[Task details]
What is needed is the run of lines from the one with "like (91, 180)." through the close of the data, set down exactly.

[Records]
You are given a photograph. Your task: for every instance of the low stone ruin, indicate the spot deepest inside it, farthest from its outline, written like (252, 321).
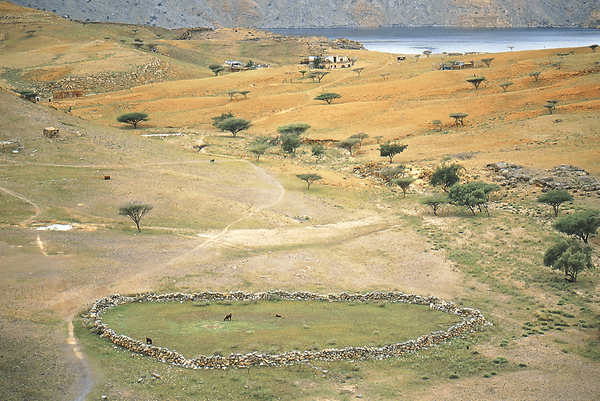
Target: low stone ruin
(473, 319)
(565, 177)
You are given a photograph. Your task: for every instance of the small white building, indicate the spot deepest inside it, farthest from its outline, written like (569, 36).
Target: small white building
(335, 61)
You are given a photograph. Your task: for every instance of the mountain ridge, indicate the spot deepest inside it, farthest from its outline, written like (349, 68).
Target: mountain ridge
(330, 13)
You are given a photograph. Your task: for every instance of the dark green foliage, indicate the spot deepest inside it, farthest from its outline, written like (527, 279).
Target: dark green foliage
(487, 61)
(445, 176)
(348, 144)
(473, 195)
(317, 75)
(555, 198)
(570, 256)
(328, 97)
(580, 224)
(222, 117)
(233, 125)
(435, 202)
(404, 183)
(295, 128)
(135, 211)
(290, 143)
(309, 178)
(390, 150)
(133, 118)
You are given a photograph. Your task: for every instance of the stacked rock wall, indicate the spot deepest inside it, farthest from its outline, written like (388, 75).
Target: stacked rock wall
(472, 320)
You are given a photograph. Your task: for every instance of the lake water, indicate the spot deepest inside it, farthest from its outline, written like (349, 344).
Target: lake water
(456, 40)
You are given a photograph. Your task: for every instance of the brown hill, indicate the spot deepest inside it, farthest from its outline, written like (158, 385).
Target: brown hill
(329, 13)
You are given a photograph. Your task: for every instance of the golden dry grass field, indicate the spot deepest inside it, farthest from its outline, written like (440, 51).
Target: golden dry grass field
(236, 223)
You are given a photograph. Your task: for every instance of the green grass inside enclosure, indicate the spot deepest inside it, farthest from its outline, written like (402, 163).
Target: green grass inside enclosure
(197, 328)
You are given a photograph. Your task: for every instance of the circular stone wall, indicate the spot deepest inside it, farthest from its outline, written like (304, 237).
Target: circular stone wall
(472, 319)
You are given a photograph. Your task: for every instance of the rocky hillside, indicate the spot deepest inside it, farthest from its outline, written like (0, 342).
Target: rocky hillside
(330, 13)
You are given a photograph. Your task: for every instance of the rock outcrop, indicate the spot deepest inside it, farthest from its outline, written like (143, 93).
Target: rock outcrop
(472, 319)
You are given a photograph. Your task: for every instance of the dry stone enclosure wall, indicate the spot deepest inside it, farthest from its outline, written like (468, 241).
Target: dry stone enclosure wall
(472, 320)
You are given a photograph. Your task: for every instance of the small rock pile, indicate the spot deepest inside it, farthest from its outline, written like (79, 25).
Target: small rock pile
(561, 177)
(473, 319)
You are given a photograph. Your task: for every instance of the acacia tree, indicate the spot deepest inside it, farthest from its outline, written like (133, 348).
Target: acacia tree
(555, 198)
(446, 176)
(290, 142)
(349, 144)
(435, 202)
(390, 150)
(459, 118)
(135, 211)
(133, 118)
(318, 151)
(233, 125)
(328, 97)
(570, 256)
(309, 178)
(476, 81)
(473, 195)
(580, 224)
(404, 183)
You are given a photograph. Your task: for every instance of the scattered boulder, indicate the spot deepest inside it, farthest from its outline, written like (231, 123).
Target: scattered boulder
(562, 177)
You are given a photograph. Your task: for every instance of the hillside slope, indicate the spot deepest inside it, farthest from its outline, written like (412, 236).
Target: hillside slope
(330, 13)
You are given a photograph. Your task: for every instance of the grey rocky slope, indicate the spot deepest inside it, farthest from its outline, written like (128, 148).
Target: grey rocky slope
(330, 13)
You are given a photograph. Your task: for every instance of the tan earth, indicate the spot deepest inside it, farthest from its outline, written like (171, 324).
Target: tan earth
(241, 224)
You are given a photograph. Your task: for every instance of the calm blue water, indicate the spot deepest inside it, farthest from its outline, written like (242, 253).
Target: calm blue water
(456, 40)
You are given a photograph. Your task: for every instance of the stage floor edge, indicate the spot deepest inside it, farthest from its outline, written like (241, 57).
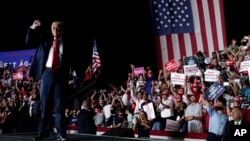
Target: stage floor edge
(74, 137)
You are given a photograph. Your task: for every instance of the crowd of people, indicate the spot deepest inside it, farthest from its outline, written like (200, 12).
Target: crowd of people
(146, 101)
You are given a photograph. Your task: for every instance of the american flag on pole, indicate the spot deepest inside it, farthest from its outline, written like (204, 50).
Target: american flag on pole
(96, 62)
(184, 27)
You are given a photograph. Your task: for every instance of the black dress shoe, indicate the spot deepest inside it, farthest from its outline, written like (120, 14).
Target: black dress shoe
(62, 138)
(38, 138)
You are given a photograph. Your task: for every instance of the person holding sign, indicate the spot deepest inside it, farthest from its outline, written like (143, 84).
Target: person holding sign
(193, 115)
(217, 119)
(238, 122)
(143, 125)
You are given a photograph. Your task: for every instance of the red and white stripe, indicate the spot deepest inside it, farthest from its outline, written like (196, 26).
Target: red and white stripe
(209, 35)
(96, 62)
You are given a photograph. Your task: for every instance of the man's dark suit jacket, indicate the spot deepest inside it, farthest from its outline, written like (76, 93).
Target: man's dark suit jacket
(34, 39)
(228, 130)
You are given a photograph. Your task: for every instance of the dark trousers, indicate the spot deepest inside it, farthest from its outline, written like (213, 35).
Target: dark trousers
(51, 98)
(214, 137)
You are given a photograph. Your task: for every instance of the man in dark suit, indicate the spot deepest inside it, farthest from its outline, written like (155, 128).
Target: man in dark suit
(54, 80)
(237, 123)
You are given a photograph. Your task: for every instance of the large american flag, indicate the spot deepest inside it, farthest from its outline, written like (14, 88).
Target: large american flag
(96, 62)
(184, 27)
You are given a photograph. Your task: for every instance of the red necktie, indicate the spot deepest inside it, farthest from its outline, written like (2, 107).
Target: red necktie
(55, 58)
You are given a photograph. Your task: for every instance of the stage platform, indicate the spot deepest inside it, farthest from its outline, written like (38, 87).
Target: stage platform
(73, 137)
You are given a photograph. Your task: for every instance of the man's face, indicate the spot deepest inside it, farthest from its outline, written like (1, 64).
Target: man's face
(57, 29)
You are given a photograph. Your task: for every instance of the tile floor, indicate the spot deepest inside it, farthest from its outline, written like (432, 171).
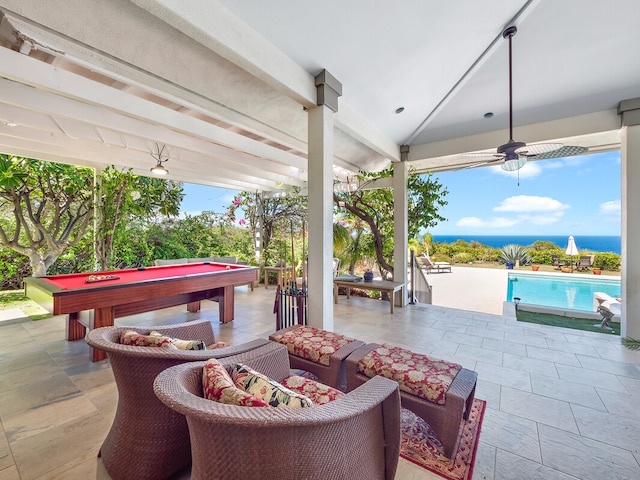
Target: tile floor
(561, 404)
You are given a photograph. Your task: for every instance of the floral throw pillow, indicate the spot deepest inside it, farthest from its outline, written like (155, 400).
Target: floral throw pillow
(268, 390)
(131, 337)
(319, 393)
(182, 344)
(218, 386)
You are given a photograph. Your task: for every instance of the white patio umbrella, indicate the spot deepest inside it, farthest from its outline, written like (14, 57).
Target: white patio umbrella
(572, 249)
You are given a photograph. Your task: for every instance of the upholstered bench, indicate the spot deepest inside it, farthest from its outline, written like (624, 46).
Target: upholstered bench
(440, 392)
(318, 351)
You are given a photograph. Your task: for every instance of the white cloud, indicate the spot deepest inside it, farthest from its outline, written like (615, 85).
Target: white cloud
(496, 222)
(526, 209)
(611, 207)
(546, 219)
(531, 204)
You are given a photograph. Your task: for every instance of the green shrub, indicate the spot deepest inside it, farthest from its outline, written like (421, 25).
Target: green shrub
(514, 254)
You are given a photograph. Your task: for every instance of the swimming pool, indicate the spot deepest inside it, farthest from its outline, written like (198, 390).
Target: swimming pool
(574, 292)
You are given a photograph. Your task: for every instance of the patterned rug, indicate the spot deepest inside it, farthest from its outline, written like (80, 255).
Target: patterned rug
(419, 445)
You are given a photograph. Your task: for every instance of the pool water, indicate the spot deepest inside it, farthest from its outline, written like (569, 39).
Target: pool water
(557, 291)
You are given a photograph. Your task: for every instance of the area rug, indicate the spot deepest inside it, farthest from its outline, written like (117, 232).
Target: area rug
(419, 445)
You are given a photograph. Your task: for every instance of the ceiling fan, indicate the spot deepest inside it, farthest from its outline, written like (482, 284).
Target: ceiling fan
(512, 154)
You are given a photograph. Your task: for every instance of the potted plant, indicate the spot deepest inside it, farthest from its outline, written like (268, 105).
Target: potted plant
(512, 255)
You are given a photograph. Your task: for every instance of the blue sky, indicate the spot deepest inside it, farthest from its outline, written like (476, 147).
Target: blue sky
(568, 196)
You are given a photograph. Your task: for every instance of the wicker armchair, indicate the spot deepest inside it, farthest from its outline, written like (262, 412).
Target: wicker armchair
(147, 440)
(356, 436)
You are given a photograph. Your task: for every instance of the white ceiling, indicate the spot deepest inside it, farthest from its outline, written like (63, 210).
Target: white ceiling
(223, 84)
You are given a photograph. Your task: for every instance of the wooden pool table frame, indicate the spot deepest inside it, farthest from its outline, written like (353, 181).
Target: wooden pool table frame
(98, 305)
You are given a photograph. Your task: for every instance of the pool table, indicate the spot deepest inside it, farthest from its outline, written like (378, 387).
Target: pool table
(119, 293)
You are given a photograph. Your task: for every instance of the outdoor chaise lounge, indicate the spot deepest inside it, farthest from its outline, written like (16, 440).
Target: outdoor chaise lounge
(147, 440)
(430, 266)
(585, 262)
(356, 436)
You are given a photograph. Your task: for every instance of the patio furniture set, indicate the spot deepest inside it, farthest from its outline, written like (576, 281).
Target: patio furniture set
(165, 426)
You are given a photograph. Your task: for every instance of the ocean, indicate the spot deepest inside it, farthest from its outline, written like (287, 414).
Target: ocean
(596, 243)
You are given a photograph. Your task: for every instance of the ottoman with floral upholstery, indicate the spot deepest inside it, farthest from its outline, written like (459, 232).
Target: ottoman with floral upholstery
(318, 351)
(438, 391)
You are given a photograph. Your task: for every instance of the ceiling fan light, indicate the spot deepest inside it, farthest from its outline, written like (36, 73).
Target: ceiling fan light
(513, 165)
(159, 169)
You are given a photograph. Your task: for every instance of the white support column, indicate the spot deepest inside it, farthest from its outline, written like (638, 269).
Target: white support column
(401, 220)
(257, 240)
(630, 143)
(320, 290)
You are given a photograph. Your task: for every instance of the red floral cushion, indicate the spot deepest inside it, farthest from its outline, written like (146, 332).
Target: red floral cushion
(218, 386)
(131, 337)
(275, 394)
(319, 393)
(312, 343)
(418, 374)
(182, 344)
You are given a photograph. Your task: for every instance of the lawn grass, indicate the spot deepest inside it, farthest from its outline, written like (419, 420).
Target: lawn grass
(566, 322)
(17, 299)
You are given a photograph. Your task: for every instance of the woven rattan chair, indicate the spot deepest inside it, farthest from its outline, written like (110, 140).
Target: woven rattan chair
(354, 437)
(147, 440)
(445, 420)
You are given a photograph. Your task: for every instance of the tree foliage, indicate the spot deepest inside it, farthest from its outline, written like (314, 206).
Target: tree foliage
(46, 208)
(271, 216)
(124, 197)
(374, 207)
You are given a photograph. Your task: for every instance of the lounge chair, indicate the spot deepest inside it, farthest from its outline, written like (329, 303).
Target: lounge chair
(585, 262)
(427, 264)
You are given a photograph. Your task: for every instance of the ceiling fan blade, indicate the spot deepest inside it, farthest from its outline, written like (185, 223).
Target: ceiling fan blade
(480, 164)
(538, 148)
(565, 151)
(483, 155)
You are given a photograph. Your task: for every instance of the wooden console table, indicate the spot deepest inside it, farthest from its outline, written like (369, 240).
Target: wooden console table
(394, 289)
(279, 271)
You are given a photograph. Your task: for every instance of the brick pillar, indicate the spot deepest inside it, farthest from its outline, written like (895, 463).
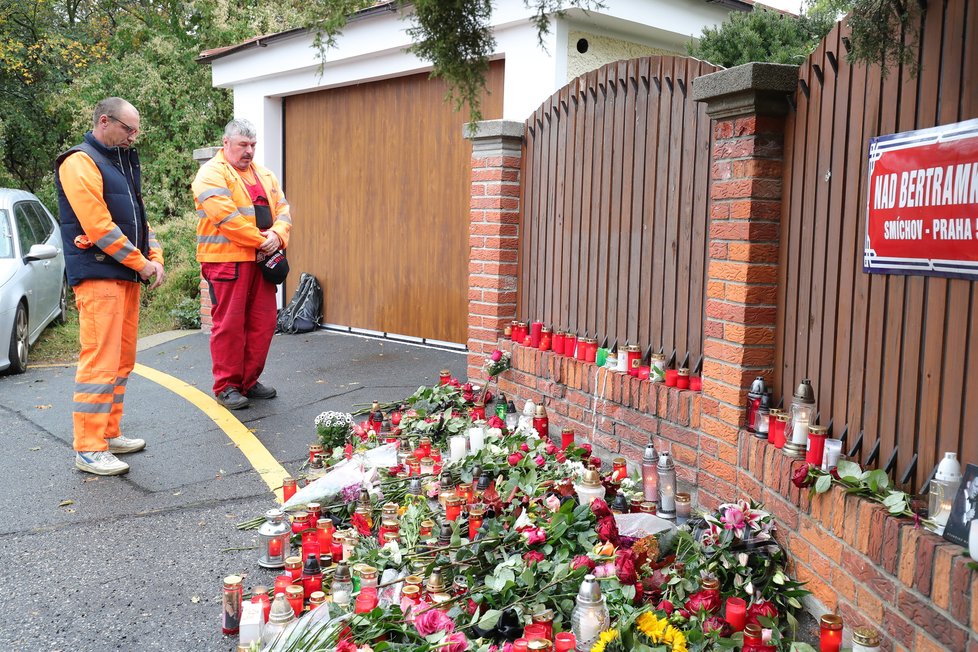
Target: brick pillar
(203, 155)
(494, 219)
(747, 104)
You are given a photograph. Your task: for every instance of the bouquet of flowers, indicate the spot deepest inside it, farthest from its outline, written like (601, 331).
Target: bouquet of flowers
(334, 429)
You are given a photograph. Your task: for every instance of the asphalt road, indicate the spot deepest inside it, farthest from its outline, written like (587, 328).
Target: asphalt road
(135, 562)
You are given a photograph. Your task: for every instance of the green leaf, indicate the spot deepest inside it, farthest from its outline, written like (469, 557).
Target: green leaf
(849, 470)
(823, 483)
(489, 619)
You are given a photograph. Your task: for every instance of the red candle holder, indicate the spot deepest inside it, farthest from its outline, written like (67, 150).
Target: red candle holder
(566, 437)
(830, 638)
(816, 444)
(570, 344)
(682, 378)
(288, 488)
(558, 343)
(546, 339)
(736, 613)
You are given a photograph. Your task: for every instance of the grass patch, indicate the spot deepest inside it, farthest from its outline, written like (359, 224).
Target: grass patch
(157, 308)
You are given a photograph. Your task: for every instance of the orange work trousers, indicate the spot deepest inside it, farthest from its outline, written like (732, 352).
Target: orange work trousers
(108, 316)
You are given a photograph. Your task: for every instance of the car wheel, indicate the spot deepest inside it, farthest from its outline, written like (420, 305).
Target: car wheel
(62, 315)
(18, 342)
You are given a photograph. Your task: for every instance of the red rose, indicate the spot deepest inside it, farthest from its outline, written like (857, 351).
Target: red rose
(801, 477)
(761, 609)
(600, 508)
(608, 530)
(708, 601)
(625, 567)
(718, 625)
(583, 561)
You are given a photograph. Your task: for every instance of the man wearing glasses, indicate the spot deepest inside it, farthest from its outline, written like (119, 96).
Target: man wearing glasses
(109, 250)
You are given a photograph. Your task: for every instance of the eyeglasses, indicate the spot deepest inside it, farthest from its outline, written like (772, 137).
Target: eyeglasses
(129, 130)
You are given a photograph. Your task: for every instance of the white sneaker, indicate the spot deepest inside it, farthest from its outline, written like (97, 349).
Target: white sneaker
(123, 444)
(100, 463)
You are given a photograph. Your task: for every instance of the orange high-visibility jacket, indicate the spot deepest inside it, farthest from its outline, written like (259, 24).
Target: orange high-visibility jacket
(226, 228)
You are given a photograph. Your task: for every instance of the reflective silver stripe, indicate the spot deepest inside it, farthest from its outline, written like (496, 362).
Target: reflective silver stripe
(92, 408)
(109, 238)
(212, 192)
(94, 388)
(212, 239)
(230, 217)
(126, 249)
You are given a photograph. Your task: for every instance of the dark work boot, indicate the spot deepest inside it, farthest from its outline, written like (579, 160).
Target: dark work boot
(232, 399)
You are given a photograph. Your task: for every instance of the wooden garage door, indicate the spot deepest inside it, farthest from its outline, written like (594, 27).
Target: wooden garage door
(378, 178)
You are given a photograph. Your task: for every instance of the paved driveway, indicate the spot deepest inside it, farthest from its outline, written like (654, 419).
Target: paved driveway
(135, 562)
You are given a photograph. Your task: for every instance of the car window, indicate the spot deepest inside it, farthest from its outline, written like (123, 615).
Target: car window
(25, 231)
(6, 235)
(41, 223)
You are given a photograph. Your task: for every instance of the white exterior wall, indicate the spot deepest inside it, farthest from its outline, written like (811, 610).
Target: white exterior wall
(373, 48)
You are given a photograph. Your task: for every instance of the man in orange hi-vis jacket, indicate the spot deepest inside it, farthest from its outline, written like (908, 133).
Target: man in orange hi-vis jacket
(109, 250)
(242, 211)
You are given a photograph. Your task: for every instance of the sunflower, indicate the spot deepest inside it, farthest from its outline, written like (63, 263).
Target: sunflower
(606, 638)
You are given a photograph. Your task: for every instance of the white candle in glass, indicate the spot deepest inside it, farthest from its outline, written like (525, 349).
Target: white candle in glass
(830, 456)
(457, 446)
(477, 438)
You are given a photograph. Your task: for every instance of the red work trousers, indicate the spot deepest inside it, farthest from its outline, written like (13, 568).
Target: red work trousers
(243, 314)
(108, 316)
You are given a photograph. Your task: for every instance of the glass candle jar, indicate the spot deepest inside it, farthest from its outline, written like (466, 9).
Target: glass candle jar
(619, 469)
(453, 508)
(293, 567)
(476, 515)
(231, 605)
(274, 540)
(294, 595)
(830, 633)
(865, 639)
(684, 508)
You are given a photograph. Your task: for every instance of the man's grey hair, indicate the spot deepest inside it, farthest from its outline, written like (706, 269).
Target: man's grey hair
(240, 127)
(110, 106)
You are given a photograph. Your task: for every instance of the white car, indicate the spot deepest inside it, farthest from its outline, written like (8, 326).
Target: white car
(33, 287)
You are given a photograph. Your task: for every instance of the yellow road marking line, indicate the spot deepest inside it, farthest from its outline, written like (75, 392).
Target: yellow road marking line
(267, 466)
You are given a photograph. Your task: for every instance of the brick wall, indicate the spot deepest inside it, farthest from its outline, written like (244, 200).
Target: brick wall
(872, 568)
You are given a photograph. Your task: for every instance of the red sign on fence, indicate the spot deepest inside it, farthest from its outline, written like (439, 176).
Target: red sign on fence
(922, 215)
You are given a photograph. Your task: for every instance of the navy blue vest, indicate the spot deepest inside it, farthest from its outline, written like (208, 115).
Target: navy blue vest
(122, 191)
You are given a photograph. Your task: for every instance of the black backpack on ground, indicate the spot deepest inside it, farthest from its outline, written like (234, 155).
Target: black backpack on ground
(305, 310)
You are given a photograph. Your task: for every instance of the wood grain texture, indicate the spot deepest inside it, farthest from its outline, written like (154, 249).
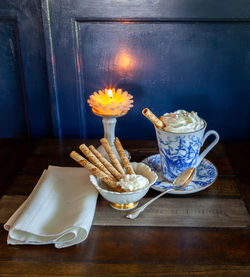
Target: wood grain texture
(165, 212)
(135, 250)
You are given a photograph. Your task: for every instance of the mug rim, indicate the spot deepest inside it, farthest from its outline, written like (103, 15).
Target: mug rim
(191, 132)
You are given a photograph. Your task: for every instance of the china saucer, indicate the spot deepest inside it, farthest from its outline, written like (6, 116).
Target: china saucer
(206, 174)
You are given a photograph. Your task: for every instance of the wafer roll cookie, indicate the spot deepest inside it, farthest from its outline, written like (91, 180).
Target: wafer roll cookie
(106, 163)
(112, 156)
(154, 119)
(96, 162)
(123, 157)
(94, 170)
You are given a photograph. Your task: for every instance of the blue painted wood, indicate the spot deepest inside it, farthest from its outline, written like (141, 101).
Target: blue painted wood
(169, 54)
(24, 91)
(13, 116)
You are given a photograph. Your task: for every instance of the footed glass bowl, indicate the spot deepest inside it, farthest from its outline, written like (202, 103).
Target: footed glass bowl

[Response]
You are given a photograph. Your task: for every instance of the wafer roll cookie, indicate the spot deepest inside it, farthest from its outline, written like (91, 180).
Target: wafer roll cookie
(106, 163)
(112, 156)
(154, 119)
(96, 162)
(123, 157)
(94, 170)
You are given a photograph. Your task: for every instance of the blue painted wood, indicate the spot deepest inside it, farthest from its outline, written like (141, 101).
Target: blue painted wood
(169, 54)
(24, 91)
(13, 116)
You are given a photograph. Your task: for every instance of the footed glass bowl, indicate the spot deepest inside it, farthest from its outline, written like (202, 103).
Target: footed glass bowl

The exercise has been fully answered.